== Problem statement ==
Please reproduce, exactly and with nothing added, the line containing "negative clicks: (166, 190) (158, 167)" and every line after it to the end of the records.

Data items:
▼
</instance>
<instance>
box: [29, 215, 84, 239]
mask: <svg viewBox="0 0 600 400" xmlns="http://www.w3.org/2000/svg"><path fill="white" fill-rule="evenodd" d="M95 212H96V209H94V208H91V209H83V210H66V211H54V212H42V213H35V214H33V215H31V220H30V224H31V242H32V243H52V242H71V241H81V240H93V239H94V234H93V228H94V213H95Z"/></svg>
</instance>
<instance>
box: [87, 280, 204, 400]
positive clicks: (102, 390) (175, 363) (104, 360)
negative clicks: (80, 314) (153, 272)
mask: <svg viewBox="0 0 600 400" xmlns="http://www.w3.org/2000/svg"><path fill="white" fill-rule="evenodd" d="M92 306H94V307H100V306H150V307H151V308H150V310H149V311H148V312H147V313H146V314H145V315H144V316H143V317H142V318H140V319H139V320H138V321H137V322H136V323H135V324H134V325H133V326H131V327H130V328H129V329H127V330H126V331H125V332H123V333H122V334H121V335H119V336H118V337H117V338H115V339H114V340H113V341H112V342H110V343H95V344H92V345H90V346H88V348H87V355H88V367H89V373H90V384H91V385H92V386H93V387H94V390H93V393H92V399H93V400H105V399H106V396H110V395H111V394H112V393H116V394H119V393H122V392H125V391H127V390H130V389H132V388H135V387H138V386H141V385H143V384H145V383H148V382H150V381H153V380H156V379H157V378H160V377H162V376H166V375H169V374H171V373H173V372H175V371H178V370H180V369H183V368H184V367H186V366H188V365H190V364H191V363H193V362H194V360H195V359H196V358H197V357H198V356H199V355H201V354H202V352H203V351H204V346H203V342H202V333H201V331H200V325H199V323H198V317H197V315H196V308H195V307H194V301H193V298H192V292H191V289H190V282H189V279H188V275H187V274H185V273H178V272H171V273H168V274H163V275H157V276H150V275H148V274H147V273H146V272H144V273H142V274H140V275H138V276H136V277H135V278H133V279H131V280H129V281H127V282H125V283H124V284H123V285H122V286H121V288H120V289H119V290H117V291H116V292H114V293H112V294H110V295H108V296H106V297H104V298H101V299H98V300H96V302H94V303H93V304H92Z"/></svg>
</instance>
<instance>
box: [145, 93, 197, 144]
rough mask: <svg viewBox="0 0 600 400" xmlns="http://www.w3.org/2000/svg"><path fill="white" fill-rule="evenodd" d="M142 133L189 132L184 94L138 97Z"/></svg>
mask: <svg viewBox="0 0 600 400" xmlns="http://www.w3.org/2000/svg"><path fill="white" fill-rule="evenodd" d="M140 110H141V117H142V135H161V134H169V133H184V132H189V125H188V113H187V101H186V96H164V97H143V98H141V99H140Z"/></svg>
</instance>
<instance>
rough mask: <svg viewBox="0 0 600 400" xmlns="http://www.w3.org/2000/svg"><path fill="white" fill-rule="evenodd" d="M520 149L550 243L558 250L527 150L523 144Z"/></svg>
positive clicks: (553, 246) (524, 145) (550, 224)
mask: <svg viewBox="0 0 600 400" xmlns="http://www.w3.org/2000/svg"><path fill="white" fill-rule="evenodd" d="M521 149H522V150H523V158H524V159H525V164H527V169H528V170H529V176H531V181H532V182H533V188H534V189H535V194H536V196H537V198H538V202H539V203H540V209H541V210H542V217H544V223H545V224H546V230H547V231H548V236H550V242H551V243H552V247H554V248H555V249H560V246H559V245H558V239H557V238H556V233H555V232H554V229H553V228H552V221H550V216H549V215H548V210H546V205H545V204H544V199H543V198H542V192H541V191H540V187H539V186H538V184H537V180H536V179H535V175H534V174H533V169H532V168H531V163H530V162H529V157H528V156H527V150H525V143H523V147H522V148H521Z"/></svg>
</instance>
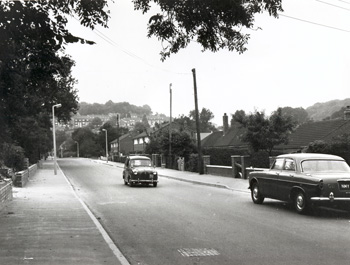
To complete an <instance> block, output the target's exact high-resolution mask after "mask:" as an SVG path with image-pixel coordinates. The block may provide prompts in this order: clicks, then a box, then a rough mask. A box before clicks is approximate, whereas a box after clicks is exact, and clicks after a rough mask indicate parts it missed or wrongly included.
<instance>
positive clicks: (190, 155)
mask: <svg viewBox="0 0 350 265" xmlns="http://www.w3.org/2000/svg"><path fill="white" fill-rule="evenodd" d="M185 170H186V171H190V172H199V171H198V154H191V155H190V156H189V157H188V159H187V160H185Z"/></svg>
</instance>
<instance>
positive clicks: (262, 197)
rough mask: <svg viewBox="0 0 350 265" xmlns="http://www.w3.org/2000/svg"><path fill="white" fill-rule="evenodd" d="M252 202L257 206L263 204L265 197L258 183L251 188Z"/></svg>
mask: <svg viewBox="0 0 350 265" xmlns="http://www.w3.org/2000/svg"><path fill="white" fill-rule="evenodd" d="M251 196H252V200H253V202H254V203H255V204H262V203H263V202H264V199H265V197H264V196H262V195H261V193H260V189H259V185H258V183H256V182H255V183H253V184H252V188H251Z"/></svg>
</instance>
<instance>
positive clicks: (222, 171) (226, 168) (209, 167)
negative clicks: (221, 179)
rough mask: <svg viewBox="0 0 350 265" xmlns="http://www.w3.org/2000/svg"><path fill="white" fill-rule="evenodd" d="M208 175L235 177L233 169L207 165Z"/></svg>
mask: <svg viewBox="0 0 350 265" xmlns="http://www.w3.org/2000/svg"><path fill="white" fill-rule="evenodd" d="M206 174H209V175H215V176H222V177H231V178H232V177H233V176H232V167H228V166H215V165H206Z"/></svg>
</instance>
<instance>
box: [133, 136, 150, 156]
mask: <svg viewBox="0 0 350 265" xmlns="http://www.w3.org/2000/svg"><path fill="white" fill-rule="evenodd" d="M149 140H150V138H149V131H147V132H143V133H140V134H138V135H136V136H135V137H133V142H134V152H135V153H141V154H142V153H144V152H145V148H146V144H147V143H149Z"/></svg>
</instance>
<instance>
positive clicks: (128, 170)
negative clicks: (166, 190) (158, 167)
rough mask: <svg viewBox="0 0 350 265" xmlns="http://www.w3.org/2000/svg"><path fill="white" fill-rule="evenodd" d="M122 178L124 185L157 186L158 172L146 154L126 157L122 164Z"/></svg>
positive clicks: (129, 185) (131, 186)
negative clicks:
▲
== Solution to the problem ==
negative clicks: (166, 190) (158, 167)
rough mask: <svg viewBox="0 0 350 265" xmlns="http://www.w3.org/2000/svg"><path fill="white" fill-rule="evenodd" d="M122 178L124 185L157 186L158 172L146 154L126 157L122 164Z"/></svg>
positive clicks: (129, 185) (131, 186)
negative clicks:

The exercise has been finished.